*** DATASET ENTRIES ***
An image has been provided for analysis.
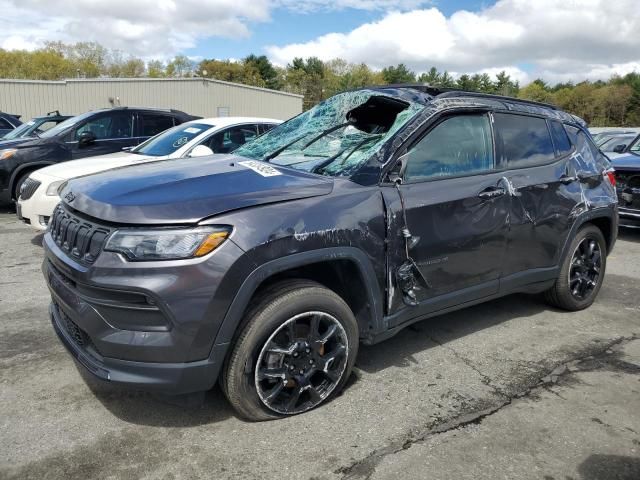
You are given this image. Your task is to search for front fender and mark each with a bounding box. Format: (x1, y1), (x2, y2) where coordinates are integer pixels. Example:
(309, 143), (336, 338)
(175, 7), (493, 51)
(211, 247), (384, 351)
*** End of DATASET ENTRIES ***
◆ EXERCISE ◆
Copy every entry word for word, but omit the pictures.

◆ THE COMPLETED TASK ◆
An image has been provided for analysis.
You are given this image. Your task is to search for front fender and mark each with a bounding box. Format: (x1, y1), (x2, y2) where coordinates are integer pixels. Example:
(309, 143), (336, 338)
(175, 7), (493, 51)
(211, 247), (384, 351)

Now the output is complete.